| TASK DESCRIPTION |
Write out every line of the entries below as a JSON list of strings, one string per line, leaving out the blank lines.

| RECORDS TO PROCESS |
________________________
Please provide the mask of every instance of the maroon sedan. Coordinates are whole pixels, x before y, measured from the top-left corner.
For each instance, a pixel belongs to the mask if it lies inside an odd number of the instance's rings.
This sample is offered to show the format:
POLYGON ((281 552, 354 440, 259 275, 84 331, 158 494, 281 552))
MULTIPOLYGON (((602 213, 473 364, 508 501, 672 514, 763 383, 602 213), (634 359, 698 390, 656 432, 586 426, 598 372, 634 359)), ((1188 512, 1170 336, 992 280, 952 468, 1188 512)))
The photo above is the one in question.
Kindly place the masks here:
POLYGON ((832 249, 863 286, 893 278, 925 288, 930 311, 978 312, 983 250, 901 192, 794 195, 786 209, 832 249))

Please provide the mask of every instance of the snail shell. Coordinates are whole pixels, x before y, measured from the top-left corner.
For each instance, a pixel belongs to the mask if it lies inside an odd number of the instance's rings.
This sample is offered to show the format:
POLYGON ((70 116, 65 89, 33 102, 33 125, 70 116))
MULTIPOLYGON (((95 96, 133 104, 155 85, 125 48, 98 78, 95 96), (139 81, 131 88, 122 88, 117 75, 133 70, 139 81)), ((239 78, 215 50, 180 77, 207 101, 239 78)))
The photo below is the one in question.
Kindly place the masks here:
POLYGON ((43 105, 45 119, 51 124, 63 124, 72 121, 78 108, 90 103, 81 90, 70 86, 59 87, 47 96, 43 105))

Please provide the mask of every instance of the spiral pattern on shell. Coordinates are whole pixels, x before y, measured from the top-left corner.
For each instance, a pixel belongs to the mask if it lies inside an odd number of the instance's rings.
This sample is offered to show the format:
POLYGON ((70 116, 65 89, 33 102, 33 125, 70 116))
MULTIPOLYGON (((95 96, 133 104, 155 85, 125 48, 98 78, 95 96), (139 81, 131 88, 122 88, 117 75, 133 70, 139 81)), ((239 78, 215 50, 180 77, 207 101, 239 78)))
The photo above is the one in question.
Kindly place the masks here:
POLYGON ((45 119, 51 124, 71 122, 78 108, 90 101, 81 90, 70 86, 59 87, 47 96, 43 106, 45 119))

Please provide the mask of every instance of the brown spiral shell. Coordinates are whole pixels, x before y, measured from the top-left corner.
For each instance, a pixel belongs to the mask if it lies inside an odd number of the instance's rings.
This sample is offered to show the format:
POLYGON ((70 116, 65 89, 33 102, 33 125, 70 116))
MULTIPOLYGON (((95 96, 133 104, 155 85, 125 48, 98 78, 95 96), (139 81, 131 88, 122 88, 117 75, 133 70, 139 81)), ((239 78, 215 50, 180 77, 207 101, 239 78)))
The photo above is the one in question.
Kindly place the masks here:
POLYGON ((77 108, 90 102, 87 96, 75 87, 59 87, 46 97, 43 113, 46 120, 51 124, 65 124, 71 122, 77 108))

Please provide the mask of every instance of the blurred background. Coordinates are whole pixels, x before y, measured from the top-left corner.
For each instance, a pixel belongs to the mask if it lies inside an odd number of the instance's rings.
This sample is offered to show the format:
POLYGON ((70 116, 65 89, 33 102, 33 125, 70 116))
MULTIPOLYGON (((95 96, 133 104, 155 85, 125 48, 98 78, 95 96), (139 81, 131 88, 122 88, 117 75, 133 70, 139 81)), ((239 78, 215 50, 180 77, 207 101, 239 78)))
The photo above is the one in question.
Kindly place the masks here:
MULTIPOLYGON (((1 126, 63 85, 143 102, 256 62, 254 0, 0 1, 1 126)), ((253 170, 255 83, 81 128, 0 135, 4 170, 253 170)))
________________________
| CORRECT ANSWER |
[
  "Please provide the mask of every instance of the maroon sedan. Coordinates are whole pixels, x before y, measured from the top-left corner.",
  "For each instance, a pixel belongs to the mask if it lies inside an odd number of the instance's rings.",
  "This sample is offered to show the format:",
  "POLYGON ((281 552, 354 440, 259 275, 84 331, 158 494, 281 552))",
  "MULTIPOLYGON (((602 213, 473 364, 508 501, 672 514, 763 383, 602 213), (634 359, 698 390, 656 432, 586 426, 598 372, 634 359)), ((1188 512, 1170 336, 992 280, 952 468, 1188 512)))",
  "The photo above is the one in question.",
  "Kindly place the masks here:",
  "POLYGON ((832 249, 863 286, 893 278, 925 288, 930 311, 978 312, 983 250, 901 192, 794 195, 786 209, 832 249))",
  "Please provide the mask of every instance of the snail shell. Coordinates are whole pixels, x before y, measured from the top-left corner.",
  "For each instance, a pixel belongs to the mask if it lies inside an odd number of the instance's rings.",
  "This sample is offered to show the format:",
  "POLYGON ((70 116, 65 89, 33 102, 33 125, 70 116))",
  "MULTIPOLYGON (((95 96, 133 104, 155 85, 125 48, 98 78, 95 96), (139 81, 131 88, 122 88, 117 75, 133 70, 139 81)), ((239 78, 215 50, 180 77, 207 101, 239 78)))",
  "The photo below is the one in question.",
  "Kindly place the masks here:",
  "POLYGON ((43 105, 45 119, 51 124, 63 124, 72 121, 78 108, 90 103, 81 90, 70 86, 59 87, 47 96, 43 105))",
  "Please provide the mask of every instance of the spiral pattern on shell. Coordinates are whole pixels, x before y, measured from the top-left corner.",
  "For each instance, a pixel belongs to the mask if it lies inside an odd number of the instance's rings.",
  "This sample is offered to show the format:",
  "POLYGON ((70 116, 65 89, 33 102, 33 125, 70 116))",
  "MULTIPOLYGON (((95 96, 133 104, 155 85, 125 48, 98 78, 95 96), (139 81, 131 88, 122 88, 117 75, 133 70, 139 81)), ((239 78, 215 50, 180 77, 207 101, 239 78)))",
  "The photo above is the one in question.",
  "Kindly place the masks here:",
  "POLYGON ((45 119, 51 124, 71 122, 78 108, 90 101, 81 90, 70 86, 59 87, 47 96, 43 106, 45 119))",
  "Please provide the mask of every instance of the brown spiral shell. Coordinates are whole pixels, x before y, measured from the top-left corner.",
  "For each instance, a pixel belongs to the mask if it lies inside an odd number of the instance's rings.",
  "This sample is offered to show the format:",
  "POLYGON ((70 116, 65 89, 33 102, 33 125, 70 116))",
  "MULTIPOLYGON (((95 96, 133 104, 155 85, 125 48, 98 78, 95 96), (139 81, 131 88, 122 88, 117 75, 133 70, 139 81)), ((239 78, 215 50, 180 77, 207 101, 239 78)))",
  "The photo above is the one in question.",
  "Kindly place the masks here:",
  "POLYGON ((77 108, 90 102, 87 96, 75 87, 59 87, 46 97, 43 113, 46 120, 51 124, 65 124, 71 122, 77 108))",
  "Please provide the mask of every instance of the blurred background. Coordinates are whole pixels, x before y, measured from the top-left corner.",
  "For each instance, a pixel belongs to the mask if it lies inside an odd number of the instance's rings.",
  "This sample is offered to show the format:",
  "POLYGON ((70 116, 65 89, 33 102, 33 125, 70 116))",
  "MULTIPOLYGON (((95 96, 133 104, 155 85, 125 48, 98 78, 95 96), (139 81, 131 88, 122 88, 117 75, 133 70, 139 81)), ((239 78, 215 50, 180 77, 207 101, 239 78)))",
  "The photo above is the one in question.",
  "Kindly place the masks here:",
  "MULTIPOLYGON (((1 126, 63 85, 143 102, 256 62, 254 0, 0 1, 1 126)), ((253 170, 255 83, 81 128, 0 135, 4 170, 253 170)))"
]